--- TASK DETAILS ---
Your task is to copy every record exactly.

--- SOURCE MATERIAL ---
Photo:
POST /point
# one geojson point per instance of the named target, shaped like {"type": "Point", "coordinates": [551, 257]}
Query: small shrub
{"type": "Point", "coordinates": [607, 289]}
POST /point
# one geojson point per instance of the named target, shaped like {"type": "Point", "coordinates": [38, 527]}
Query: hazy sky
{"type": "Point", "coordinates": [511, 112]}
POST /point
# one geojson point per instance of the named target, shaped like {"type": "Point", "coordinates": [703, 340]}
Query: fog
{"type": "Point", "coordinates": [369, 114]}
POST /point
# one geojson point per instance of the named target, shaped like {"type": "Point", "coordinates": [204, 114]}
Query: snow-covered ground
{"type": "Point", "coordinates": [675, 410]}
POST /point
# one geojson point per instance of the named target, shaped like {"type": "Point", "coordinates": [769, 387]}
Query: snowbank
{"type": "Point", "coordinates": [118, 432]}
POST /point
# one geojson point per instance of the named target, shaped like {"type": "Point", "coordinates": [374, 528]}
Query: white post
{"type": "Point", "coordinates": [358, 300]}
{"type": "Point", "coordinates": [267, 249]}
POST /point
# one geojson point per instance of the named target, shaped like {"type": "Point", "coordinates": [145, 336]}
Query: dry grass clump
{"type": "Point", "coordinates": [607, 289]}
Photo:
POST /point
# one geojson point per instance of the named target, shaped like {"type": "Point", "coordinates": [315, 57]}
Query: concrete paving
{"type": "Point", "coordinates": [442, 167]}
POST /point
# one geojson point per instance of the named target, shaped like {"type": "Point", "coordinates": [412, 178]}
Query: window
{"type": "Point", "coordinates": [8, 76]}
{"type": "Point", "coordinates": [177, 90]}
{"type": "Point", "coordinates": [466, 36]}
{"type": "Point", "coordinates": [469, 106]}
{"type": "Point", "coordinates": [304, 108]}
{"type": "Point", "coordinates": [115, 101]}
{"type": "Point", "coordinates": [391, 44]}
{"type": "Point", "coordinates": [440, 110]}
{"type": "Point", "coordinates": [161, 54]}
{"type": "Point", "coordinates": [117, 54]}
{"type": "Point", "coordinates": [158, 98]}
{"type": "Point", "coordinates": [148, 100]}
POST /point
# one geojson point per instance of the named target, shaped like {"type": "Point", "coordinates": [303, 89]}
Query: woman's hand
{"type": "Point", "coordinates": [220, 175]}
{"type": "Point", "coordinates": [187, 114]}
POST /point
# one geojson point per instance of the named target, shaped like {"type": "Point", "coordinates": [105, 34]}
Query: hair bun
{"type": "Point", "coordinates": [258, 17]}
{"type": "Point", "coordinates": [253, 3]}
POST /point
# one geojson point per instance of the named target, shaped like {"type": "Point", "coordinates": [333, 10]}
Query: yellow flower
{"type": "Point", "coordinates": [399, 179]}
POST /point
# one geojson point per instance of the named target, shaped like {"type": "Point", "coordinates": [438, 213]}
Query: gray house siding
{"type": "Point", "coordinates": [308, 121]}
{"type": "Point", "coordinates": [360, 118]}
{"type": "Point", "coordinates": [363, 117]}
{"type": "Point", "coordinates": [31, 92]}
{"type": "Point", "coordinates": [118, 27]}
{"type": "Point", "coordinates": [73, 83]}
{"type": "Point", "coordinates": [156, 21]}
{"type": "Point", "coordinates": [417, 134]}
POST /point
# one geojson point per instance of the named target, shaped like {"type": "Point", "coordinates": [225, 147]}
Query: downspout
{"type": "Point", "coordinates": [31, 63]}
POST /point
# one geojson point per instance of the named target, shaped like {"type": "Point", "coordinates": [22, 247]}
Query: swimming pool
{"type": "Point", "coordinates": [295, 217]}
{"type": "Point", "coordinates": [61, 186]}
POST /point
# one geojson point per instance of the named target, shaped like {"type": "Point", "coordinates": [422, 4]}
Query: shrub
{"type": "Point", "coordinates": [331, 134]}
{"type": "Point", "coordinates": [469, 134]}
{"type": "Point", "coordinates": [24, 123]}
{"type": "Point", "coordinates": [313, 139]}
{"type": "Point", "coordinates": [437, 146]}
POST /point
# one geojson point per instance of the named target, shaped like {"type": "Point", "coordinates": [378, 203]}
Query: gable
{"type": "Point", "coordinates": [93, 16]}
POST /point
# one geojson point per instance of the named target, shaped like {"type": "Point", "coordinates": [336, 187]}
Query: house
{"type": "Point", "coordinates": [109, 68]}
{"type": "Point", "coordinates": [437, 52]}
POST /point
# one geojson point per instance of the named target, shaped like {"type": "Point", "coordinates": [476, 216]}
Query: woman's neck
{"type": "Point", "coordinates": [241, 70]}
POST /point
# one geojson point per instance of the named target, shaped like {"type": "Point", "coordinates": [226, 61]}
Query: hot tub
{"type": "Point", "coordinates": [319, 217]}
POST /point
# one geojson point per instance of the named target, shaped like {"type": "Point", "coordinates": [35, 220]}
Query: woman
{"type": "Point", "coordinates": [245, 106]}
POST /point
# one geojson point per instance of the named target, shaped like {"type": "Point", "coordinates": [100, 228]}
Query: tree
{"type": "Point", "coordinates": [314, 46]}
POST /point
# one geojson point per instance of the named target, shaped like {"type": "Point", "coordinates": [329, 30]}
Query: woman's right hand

--- TASK RESULT ---
Photo:
POST /point
# one geojson point per instance of the named target, shaped like {"type": "Point", "coordinates": [551, 257]}
Query: small shrub
{"type": "Point", "coordinates": [607, 289]}
POST /point
# one geojson point per instance of the named target, shaped like {"type": "Point", "coordinates": [38, 527]}
Query: hazy sky
{"type": "Point", "coordinates": [511, 112]}
POST /point
# one geojson point per instance of the named target, shaped like {"type": "Point", "coordinates": [703, 340]}
Query: fog
{"type": "Point", "coordinates": [369, 114]}
POST /point
# one geojson point per instance of the named target, shaped like {"type": "Point", "coordinates": [204, 114]}
Query: snow-covered ground
{"type": "Point", "coordinates": [675, 410]}
POST /point
# one geojson point per instance of the named target, shaped like {"type": "Point", "coordinates": [769, 387]}
Query: snowbank
{"type": "Point", "coordinates": [118, 432]}
POST /point
# one geojson point per instance of the named target, shaped like {"type": "Point", "coordinates": [374, 528]}
Query: white post
{"type": "Point", "coordinates": [358, 300]}
{"type": "Point", "coordinates": [267, 249]}
POST /point
# one geojson point per instance of the named target, shaped like {"type": "Point", "coordinates": [145, 336]}
Query: dry grass clump
{"type": "Point", "coordinates": [607, 289]}
Photo:
POST /point
# one geojson point per instance of the named target, shaped like {"type": "Point", "coordinates": [315, 57]}
Query: concrete paving
{"type": "Point", "coordinates": [442, 167]}
POST /point
# one geojson point per instance of the named target, shaped like {"type": "Point", "coordinates": [412, 178]}
Query: window
{"type": "Point", "coordinates": [8, 76]}
{"type": "Point", "coordinates": [177, 90]}
{"type": "Point", "coordinates": [466, 36]}
{"type": "Point", "coordinates": [469, 106]}
{"type": "Point", "coordinates": [304, 108]}
{"type": "Point", "coordinates": [115, 101]}
{"type": "Point", "coordinates": [391, 44]}
{"type": "Point", "coordinates": [440, 110]}
{"type": "Point", "coordinates": [161, 54]}
{"type": "Point", "coordinates": [117, 54]}
{"type": "Point", "coordinates": [158, 98]}
{"type": "Point", "coordinates": [148, 100]}
POST /point
# one geojson point per instance of the named target, shaped like {"type": "Point", "coordinates": [303, 89]}
Query: woman's hand
{"type": "Point", "coordinates": [220, 175]}
{"type": "Point", "coordinates": [187, 114]}
POST /point
# one geojson point per instance of the named target, shaped like {"type": "Point", "coordinates": [105, 34]}
Query: hair bun
{"type": "Point", "coordinates": [258, 17]}
{"type": "Point", "coordinates": [253, 3]}
POST /point
# one geojson point per instance of the named target, shaped like {"type": "Point", "coordinates": [333, 10]}
Query: yellow flower
{"type": "Point", "coordinates": [399, 179]}
POST /point
# one geojson point per instance of the named target, shaped like {"type": "Point", "coordinates": [438, 213]}
Query: gray house siding
{"type": "Point", "coordinates": [308, 121]}
{"type": "Point", "coordinates": [360, 118]}
{"type": "Point", "coordinates": [363, 117]}
{"type": "Point", "coordinates": [31, 92]}
{"type": "Point", "coordinates": [118, 27]}
{"type": "Point", "coordinates": [73, 83]}
{"type": "Point", "coordinates": [156, 21]}
{"type": "Point", "coordinates": [417, 134]}
POST /point
# one geojson point per instance of the named target, shaped like {"type": "Point", "coordinates": [225, 147]}
Query: downspout
{"type": "Point", "coordinates": [31, 63]}
POST /point
# one geojson point per instance of the named target, shaped like {"type": "Point", "coordinates": [22, 247]}
Query: swimming pool
{"type": "Point", "coordinates": [295, 217]}
{"type": "Point", "coordinates": [61, 186]}
POST /point
# one geojson point per instance of the named target, shaped like {"type": "Point", "coordinates": [422, 4]}
Query: shrub
{"type": "Point", "coordinates": [331, 134]}
{"type": "Point", "coordinates": [469, 134]}
{"type": "Point", "coordinates": [24, 123]}
{"type": "Point", "coordinates": [313, 139]}
{"type": "Point", "coordinates": [437, 146]}
POST /point
# one geojson point per instance of the named target, shaped like {"type": "Point", "coordinates": [378, 203]}
Query: gable
{"type": "Point", "coordinates": [93, 16]}
POST /point
# one geojson point per instance of the named target, shaped like {"type": "Point", "coordinates": [336, 187]}
Query: house
{"type": "Point", "coordinates": [109, 68]}
{"type": "Point", "coordinates": [437, 52]}
POST /point
# one geojson point per instance of the named target, shaped like {"type": "Point", "coordinates": [476, 216]}
Query: woman's neck
{"type": "Point", "coordinates": [241, 70]}
POST /point
# one geojson point per instance of the named target, shaped like {"type": "Point", "coordinates": [226, 61]}
Query: hot tub
{"type": "Point", "coordinates": [319, 217]}
POST /point
# one geojson point per instance of the named target, shaped like {"type": "Point", "coordinates": [35, 220]}
Query: woman
{"type": "Point", "coordinates": [245, 106]}
POST /point
# one geojson point per instance of the named target, shaped like {"type": "Point", "coordinates": [100, 228]}
Query: tree
{"type": "Point", "coordinates": [314, 46]}
POST /point
# one geojson point per instance of the named target, shaped like {"type": "Point", "coordinates": [329, 30]}
Query: woman's right hand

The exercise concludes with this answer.